Segment Start: DATA FOR REVIEW
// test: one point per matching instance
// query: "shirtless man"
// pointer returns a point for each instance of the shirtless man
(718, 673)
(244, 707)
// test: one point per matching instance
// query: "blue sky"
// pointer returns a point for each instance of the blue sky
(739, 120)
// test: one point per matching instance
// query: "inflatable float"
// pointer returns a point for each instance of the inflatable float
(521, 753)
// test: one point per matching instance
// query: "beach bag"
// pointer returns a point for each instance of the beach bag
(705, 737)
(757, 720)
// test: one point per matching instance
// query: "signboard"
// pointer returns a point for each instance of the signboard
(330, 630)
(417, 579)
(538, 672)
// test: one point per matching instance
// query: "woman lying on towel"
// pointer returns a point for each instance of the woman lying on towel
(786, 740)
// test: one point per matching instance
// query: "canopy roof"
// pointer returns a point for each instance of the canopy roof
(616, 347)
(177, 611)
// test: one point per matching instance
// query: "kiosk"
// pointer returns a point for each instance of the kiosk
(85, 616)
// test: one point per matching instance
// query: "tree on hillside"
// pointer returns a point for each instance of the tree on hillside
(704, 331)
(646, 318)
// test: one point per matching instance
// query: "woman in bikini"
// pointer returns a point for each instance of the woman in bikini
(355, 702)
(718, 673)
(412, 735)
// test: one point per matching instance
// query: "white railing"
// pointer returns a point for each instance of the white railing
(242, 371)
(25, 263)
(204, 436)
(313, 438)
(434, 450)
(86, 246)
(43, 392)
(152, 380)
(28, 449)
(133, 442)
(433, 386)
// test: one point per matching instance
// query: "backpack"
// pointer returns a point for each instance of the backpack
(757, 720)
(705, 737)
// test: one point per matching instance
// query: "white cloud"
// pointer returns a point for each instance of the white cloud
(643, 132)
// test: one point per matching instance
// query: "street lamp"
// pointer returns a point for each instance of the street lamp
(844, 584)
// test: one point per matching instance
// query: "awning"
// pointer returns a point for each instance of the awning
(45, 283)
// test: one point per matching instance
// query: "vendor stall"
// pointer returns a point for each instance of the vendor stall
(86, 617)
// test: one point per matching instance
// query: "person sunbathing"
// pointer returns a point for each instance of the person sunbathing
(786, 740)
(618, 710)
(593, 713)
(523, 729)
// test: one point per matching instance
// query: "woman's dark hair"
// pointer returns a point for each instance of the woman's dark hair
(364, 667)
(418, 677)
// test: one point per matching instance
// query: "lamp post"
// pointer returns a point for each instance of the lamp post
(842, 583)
Segment End: DATA FOR REVIEW
## YOUR OBJECTIVE
Return all of the data word for word.

## YOUR SOLUTION
// test: one point per matching instance
// query: "shirtless man"
// pointer returns a point for each instance of the shirtless man
(718, 673)
(244, 707)
// test: one point per matching instance
// query: "blue sky"
// pointer returns a point for each instance of the blue sky
(739, 120)
// test: one point per matching instance
// query: "inflatable float"
// pointer returns a point for each instance of the inflatable float
(521, 753)
// test: one point per matching instance
// query: "beach bag"
// pointer returns a point for each instance of the beach bag
(705, 737)
(757, 720)
// test: one point per matching instance
// query: "signboard"
// pointer returns a point for each instance of the signboard
(330, 630)
(417, 579)
(538, 672)
// test: one point per matching instance
// query: "woman lying on towel"
// pointer returns a point for each instance of the woman lying on towel
(786, 740)
// test: one point per matching instance
// query: "canopy roof"
// pointer returns a point for each instance of the canopy roof
(616, 347)
(177, 611)
// test: one point per matching instance
// query: "kiosk"
// pointer returns a point for each instance of the kiosk
(85, 616)
// test: one point per matching instance
// query: "tree on hillside"
// pointer returns a point for each instance of the tree on hillside
(704, 331)
(646, 318)
// test: one point per matching instance
// query: "woman in bikini"
// pointer returns a point for each instance of the woman in bikini
(355, 702)
(718, 673)
(412, 735)
// test: one point per matching instance
// query: "white railing"
// pointer returns a point for each instance of the white railing
(242, 371)
(25, 263)
(204, 436)
(313, 438)
(434, 450)
(86, 246)
(43, 392)
(152, 380)
(28, 449)
(133, 442)
(433, 386)
// test: one point per matching instance
// query: "backpack"
// pointer returns a point for each instance of the backpack
(757, 720)
(705, 737)
// test: one point per matching instance
// query: "white cloud"
// pointer returns a point for each instance of the white cloud
(643, 132)
// test: one point per matching instance
// query: "street lamp"
// pointer returns a point for each instance of the street lamp
(844, 584)
// test: one point per matching instance
// query: "awning"
// pointer returns a point for each instance of the awning
(45, 283)
// test: one point per matching instance
// query: "vendor stall"
// pointer returns a point for each instance of the vendor stall
(86, 617)
// test: one point per matching instance
// query: "person sunbathing"
// pointer returns a point for each instance of the person sunbathing
(786, 740)
(618, 710)
(593, 713)
(523, 729)
// test: one point per matching instance
// query: "woman's dark hair"
// pointer returns a point for each instance of the woman's dark hair
(364, 667)
(418, 677)
// test: one point per matching instance
// query: "lamp post"
// pointer returns a point for each instance of the lamp post
(842, 583)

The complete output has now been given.